+++ SOURCE PASSAGE

Walker notes, Broadway was the route most desired, and the fight for underground rights was waged over this thoroughfare. The reason for this was that Broadway was then as now the main business artery of the city, and the traffic on its surface was greater than that of any other street, so that the great need for relief of congestion was a new road of some kind along Broadway … As before stated, the horse railroad interests looked with hungry eyes on this thoroughfare and for years had sought the priceless franchise for the surface rights. Property owners had resisted their efforts successfully, and when the Legislature of 1866 met were prepared to continue their resistance. Owners of the horse railroads, too, argued that if Broadway underground rights were granted to rivals the construction and operation of a subway would delay, perhaps for all time, the building of a surface road in that street. As they were still fighting for the surface rights, they naturally opposed the grant of the sub-surface rights sought by Willson.60
Willson fought for the franchise with one chief rival led by Origen Vandenburgh, who had been earlier part of Willson’s team. Vandenburgh’s bill passed the Assembly first. Walker writes, Meantime the Senate Railroad Committee gave a public hearing on all bills affecting Broadway, and a large delegation of wealthy men from New York City attended. Among them were William B Astor and A T Stewart. The latter argued against the giving away of franchises, and offered $3,000,000 for the rights which the pending bills proposed to confer for nothing. When asked to make a bona fide offer for the Broadway underground franchise, however, Mr Stewart declined. In general the millionaire delegation opposed all railroads in Broadway, but especially the underground and elevated projects.61 Days later, the committee reported favorably on the Vandenburgh underground bill and a surface railway bill, but an argument broke out on the floor, with charges of bribery. When votes were taken, none of the bills passed.62
The Senate Committee of 1866
The Senate did take one positive action on the rapid transit problem. They appointed some of their members to gather information and report to the next session: Resolved:— That a select committee of three be appointed … to ascertain and report to the Senate the most advantageous and proper route or routes for a railway or railways, suited to rapid transportation of passengers from the upper to the lower portion of the city of New York …63
Anticipating the results, William Whitbeck, President of the East Side Association, made a presentation on the subject in October 1866. The association members were land owners who stood to benefit when rapid transit reached their properties. The question here arises, he noted, is the use of the powerful locomotive practicable within the heart of a great city? The two existing steam railroads in Manhattan, the Hudson River and the New York and Harlem, had been prohibited by law from running steam locomotives any farther south than 30th St and 42nd St respectively, not only because their routes ran in streets, but because of fear of steam boiler explosions. But Whitbeck proposed that by steam only can the two ends of the island be brought sufficiently near each other in point of time. Since the locomotive cannot be run at high speed on the surface, nor on aerial railroads because they are impracticable for the purposes of high speed, underground railways must be considered even though many consider them opposed to reason and common sense. He then went over much of the same ground as Willson and Robinson to answer objections to problems with ventilation and civil engineering, and brought up the example of the Metropolitan Railway in London.
I propose the Broadway route because it is the great line of travel in this City … provided, however that it is possible to construct it here, and provided further, that while in process of construction the damage to private interests shall not be so great as to more than counterbalance all the public benefits derived therefrom … The opinion is freely expressed that when the excavation comes to be made, the earth on either side will slide into the ditch, the foundations of buildings will give way, and that all property on Broadway will be damaged more or less … a repetition of what occurred in London.

++++++
+++ GIVEN INFORMATION

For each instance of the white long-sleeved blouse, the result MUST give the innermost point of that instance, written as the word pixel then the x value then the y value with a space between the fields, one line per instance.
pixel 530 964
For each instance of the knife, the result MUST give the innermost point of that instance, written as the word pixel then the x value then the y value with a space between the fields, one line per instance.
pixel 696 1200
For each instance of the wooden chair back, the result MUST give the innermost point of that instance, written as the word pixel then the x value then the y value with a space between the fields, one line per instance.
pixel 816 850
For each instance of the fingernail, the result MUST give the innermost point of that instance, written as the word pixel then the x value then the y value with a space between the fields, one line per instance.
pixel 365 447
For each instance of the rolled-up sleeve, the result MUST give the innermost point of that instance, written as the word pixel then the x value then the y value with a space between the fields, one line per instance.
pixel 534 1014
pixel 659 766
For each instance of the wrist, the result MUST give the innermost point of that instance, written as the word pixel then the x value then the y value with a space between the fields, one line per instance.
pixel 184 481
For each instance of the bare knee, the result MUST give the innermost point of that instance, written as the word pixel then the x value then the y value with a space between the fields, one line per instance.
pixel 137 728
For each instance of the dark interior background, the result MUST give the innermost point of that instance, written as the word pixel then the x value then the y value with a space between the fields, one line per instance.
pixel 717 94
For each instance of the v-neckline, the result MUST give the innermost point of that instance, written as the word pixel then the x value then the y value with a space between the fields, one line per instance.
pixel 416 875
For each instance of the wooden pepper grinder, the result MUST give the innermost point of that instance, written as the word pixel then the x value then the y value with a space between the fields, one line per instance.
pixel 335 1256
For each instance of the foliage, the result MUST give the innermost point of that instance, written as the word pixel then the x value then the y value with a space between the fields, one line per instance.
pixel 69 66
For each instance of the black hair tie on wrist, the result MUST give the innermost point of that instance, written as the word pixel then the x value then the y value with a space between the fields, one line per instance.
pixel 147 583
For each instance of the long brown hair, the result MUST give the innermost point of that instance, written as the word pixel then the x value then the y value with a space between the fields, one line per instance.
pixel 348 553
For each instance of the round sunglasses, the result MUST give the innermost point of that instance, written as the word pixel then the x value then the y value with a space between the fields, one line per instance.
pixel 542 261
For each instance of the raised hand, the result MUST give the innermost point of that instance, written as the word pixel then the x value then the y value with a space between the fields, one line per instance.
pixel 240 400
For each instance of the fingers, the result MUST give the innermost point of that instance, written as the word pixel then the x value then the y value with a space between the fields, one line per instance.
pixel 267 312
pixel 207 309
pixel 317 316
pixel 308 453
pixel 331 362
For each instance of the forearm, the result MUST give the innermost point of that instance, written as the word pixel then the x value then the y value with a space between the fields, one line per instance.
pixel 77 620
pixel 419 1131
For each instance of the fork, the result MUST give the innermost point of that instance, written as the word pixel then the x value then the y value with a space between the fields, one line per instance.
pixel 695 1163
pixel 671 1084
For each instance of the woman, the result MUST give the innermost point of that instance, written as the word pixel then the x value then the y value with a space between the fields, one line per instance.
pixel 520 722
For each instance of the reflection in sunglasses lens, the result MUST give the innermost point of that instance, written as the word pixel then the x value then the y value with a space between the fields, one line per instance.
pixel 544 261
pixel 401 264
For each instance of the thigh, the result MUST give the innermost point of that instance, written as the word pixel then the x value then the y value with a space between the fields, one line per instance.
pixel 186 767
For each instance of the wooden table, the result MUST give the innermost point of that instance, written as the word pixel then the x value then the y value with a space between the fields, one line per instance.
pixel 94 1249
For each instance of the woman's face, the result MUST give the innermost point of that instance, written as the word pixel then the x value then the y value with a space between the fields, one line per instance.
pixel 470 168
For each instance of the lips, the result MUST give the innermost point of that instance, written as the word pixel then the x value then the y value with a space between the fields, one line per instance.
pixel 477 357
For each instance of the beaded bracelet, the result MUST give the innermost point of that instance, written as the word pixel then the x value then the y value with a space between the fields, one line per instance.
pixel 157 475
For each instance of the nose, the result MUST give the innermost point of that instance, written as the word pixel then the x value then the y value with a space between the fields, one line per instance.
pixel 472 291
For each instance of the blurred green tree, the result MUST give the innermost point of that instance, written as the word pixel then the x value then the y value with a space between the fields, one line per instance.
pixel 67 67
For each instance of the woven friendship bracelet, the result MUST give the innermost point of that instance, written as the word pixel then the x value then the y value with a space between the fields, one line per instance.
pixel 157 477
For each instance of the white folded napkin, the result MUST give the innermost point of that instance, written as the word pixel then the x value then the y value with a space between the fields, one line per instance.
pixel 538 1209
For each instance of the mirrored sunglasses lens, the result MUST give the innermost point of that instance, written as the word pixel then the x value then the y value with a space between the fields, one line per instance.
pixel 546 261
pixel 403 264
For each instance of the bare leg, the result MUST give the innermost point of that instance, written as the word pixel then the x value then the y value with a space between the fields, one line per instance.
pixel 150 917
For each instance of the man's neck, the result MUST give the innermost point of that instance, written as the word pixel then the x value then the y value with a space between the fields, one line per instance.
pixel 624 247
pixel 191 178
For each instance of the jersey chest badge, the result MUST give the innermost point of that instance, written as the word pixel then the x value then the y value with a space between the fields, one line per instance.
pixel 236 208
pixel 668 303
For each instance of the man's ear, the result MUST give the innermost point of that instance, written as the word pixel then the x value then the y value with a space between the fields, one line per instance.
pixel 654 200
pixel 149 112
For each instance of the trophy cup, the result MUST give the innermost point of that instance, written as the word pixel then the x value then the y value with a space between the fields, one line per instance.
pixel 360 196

++++++

WHAT IS ASKED:
Do the following statements agree with the passage on Broadway rapid transit? For each, answer yes or no and quote the deciding words.
1. Vandenburgh's bill passed the Senate first.
2. A T Stewart declined to make a bona fide offer for the Broadway underground franchise.
3. The Hudson River railroad was barred from running steam locomotives south of 42nd St.

RESULT OF THE TASK:
1. No: "Vandenburgh’s bill passed the Assembly first."
2. Yes: "When asked to make a bona fide offer for the Broadway underground franchise, however, Mr Stewart declined."
3. No: "the Hudson River and the New York and Harlem, had been prohibited by law from running steam locomotives any farther south than 30th St and 42nd St respectively"